-------- Seçilen bölüm

“Dünyamızın geleceği konusunda geçtiğimiz yıl burada yaptığımız değerlendirmelere kıyasla daha iyimser tablo çizmek mümkün değildir. Karşımızdaki fotoğraf, küresel ölçekte daha karmaşık, daha tehlikeli sınamalarla karşı karşıya olduğumuzu gösteriyor. Kendi ülkemin güneyinde, kuzeyinde, doğusunda ve batısında birçok çatışma, savaş, insani kriz ve sosyal gerilim yaşanıyor. Küresel ekonomik sorunlarla birleşerek büyüyen bu sınamalarla baş etmek her geçen gün daha da zorlaşıyor. Avrupa’nın doğu sınırlarında yaşanan savaş, ekonomiden güvenliğe her alanda ciddi sorunlar ortaya çıkardı.
BM Güvenlik Konseyi, artık dünya güvenliğinin teminatı olmaktan çıkmış, 5 ülkenin siyasi stratejilerinin çarpışma alanı haline gelmiştir.Küresel hırslar nedeniyle teröre göz yumanlar var.

----------------
-------- Sağlanan malzeme

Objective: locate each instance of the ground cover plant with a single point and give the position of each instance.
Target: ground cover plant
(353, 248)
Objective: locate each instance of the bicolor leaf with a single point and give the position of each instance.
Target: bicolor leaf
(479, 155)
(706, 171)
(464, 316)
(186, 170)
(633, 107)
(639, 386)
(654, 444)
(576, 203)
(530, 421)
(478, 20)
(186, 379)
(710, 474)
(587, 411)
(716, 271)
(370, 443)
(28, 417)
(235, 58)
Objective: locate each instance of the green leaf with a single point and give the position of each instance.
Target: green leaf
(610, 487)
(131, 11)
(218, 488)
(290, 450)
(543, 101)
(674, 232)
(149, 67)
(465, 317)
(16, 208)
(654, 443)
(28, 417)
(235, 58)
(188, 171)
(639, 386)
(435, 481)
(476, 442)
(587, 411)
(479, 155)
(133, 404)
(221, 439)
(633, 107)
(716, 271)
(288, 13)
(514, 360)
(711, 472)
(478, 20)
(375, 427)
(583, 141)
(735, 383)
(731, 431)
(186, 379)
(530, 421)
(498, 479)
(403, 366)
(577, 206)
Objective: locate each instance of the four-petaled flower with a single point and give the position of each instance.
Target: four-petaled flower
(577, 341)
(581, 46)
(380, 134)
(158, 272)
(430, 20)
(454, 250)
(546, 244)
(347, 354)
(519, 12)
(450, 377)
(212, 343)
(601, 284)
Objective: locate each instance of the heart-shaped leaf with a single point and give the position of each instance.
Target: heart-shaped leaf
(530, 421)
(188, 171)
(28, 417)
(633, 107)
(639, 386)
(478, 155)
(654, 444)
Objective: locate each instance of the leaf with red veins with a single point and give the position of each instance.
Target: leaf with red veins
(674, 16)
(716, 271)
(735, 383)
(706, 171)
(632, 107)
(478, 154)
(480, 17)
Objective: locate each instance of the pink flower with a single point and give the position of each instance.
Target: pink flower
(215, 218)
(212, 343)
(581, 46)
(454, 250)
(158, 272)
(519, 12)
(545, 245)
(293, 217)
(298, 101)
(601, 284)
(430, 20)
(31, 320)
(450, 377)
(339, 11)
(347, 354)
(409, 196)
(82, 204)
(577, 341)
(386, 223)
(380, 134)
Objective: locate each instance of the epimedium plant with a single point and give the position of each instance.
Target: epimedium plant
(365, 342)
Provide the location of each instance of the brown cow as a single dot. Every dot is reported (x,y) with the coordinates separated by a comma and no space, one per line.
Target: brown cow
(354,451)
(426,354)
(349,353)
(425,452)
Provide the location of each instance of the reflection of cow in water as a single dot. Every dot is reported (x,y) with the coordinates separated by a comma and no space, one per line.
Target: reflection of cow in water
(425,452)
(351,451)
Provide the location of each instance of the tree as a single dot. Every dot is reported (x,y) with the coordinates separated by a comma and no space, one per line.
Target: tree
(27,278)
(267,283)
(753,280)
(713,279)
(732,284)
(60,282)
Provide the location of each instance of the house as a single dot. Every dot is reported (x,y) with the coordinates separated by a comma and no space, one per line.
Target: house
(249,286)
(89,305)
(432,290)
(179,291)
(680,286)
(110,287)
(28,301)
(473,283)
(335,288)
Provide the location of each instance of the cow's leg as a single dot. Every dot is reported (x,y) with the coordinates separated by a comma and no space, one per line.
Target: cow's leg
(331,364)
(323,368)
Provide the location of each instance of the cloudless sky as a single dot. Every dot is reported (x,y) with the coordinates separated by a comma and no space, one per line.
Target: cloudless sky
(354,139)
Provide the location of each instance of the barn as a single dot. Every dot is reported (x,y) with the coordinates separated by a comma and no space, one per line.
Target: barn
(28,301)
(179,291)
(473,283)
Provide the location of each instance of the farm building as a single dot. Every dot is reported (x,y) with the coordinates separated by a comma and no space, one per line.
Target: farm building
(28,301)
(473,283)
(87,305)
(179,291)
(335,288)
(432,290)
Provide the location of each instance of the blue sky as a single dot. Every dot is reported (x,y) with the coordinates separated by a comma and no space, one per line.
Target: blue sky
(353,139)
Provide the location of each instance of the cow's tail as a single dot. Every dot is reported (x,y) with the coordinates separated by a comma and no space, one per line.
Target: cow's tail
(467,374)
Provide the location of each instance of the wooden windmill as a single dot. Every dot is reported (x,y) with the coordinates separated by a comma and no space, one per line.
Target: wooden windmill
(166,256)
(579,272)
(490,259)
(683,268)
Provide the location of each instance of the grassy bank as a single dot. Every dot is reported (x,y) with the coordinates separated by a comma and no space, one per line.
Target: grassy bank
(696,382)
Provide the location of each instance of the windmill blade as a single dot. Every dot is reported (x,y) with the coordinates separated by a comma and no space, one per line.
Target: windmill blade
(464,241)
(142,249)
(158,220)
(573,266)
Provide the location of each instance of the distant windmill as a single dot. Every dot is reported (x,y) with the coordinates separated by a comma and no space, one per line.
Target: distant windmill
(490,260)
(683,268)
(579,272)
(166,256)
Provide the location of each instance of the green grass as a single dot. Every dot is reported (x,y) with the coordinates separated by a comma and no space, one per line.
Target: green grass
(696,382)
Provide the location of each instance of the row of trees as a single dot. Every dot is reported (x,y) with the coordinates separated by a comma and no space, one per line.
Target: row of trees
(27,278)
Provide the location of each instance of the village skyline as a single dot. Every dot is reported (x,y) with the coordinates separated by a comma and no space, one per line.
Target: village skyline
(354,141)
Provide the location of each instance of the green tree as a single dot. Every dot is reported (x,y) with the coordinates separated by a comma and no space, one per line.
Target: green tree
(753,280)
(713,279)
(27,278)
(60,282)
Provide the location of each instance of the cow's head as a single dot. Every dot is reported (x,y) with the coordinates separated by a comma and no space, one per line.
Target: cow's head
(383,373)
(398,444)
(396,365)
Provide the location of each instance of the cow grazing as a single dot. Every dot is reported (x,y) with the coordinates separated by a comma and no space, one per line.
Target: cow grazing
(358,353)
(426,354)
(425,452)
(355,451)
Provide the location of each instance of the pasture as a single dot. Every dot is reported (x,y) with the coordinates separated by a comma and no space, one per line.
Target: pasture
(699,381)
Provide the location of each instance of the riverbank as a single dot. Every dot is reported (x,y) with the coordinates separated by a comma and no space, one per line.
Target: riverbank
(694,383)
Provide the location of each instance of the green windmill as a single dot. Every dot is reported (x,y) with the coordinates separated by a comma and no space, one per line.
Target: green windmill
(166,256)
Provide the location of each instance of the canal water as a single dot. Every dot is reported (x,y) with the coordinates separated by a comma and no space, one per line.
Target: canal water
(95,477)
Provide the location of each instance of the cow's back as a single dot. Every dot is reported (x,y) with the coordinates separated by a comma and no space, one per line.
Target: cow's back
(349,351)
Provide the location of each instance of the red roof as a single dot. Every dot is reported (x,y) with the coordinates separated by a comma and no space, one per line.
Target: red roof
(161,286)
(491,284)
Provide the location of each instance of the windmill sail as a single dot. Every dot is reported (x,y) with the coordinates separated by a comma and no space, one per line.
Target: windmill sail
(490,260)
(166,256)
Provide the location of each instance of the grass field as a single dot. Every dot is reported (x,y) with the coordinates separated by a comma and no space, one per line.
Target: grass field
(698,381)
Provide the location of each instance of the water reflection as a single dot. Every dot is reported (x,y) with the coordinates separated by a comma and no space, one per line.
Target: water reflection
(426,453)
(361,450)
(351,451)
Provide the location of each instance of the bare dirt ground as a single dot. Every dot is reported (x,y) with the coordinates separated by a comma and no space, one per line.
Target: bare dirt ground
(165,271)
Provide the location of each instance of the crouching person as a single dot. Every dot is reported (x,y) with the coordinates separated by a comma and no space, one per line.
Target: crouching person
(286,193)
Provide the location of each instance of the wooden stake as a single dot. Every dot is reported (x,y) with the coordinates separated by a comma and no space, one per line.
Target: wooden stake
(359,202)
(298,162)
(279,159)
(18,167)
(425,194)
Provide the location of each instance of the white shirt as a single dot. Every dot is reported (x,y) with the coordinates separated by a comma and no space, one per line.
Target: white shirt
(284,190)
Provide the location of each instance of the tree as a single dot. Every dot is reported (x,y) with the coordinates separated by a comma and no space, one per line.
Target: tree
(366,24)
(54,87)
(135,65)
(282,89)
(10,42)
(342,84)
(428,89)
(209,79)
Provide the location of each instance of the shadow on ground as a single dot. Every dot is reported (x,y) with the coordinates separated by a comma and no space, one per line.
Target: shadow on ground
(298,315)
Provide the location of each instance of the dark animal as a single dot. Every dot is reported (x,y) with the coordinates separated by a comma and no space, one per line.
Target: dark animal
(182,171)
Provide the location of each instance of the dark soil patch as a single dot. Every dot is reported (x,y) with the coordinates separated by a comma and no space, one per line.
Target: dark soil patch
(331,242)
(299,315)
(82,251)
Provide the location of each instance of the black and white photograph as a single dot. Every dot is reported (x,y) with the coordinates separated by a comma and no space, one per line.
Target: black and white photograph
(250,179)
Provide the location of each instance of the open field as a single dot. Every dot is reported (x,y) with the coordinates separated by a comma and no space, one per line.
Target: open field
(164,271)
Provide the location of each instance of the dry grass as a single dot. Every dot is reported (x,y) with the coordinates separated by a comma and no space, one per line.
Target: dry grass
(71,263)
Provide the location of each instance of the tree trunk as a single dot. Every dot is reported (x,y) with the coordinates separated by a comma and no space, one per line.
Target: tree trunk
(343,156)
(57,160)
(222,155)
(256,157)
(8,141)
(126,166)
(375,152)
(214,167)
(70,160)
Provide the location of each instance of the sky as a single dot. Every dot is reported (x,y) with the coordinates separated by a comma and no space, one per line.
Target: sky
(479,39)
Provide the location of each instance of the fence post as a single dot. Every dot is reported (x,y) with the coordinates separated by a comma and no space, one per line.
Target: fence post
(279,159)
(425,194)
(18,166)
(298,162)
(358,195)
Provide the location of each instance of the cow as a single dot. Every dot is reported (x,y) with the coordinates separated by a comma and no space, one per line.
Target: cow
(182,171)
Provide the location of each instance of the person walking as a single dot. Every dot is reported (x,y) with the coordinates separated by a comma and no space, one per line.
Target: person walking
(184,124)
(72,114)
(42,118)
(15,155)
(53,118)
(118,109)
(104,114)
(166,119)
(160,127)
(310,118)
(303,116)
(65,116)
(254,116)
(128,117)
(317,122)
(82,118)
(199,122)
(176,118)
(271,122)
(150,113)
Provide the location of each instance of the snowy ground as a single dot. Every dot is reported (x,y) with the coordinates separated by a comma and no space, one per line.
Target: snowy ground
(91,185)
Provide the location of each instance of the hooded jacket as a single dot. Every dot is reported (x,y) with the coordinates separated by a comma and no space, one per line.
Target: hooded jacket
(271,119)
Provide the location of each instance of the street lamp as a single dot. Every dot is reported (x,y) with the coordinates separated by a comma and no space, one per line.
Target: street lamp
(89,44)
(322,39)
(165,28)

----------------

## [Verilen görev]
Seçilen bölümde “Dünyamızın geleceği konusunda” diye başlayan paragrafı, ana bilgilerini koruyarak kısa bir madde listesine dönüştürün. Kayıtların bu işle hiçbir ilgisi yok.

## [Görevin yanıtı]
- Dünyanın geleceği için geçen yılki değerlendirmelere göre daha iyimser bir tablo çizilemiyor.
- Küresel ölçekte daha karmaşık ve daha tehlikeli sınamalarla karşı karşıya kalınıyor.
- Konuşanın ülkesinin güneyinde, kuzeyinde, doğusunda ve batısında çatışmalar, savaşlar, insani krizler ve sosyal gerilimler yaşanıyor.
- Küresel ekonomik sorunlarla birleşip büyüyen bu sınamalarla baş etmek giderek zorlaşıyor.
- Avrupa'nın doğu sınırlarındaki savaş, ekonomiden güvenliğe her alanda ciddi sorunlara yol açtı.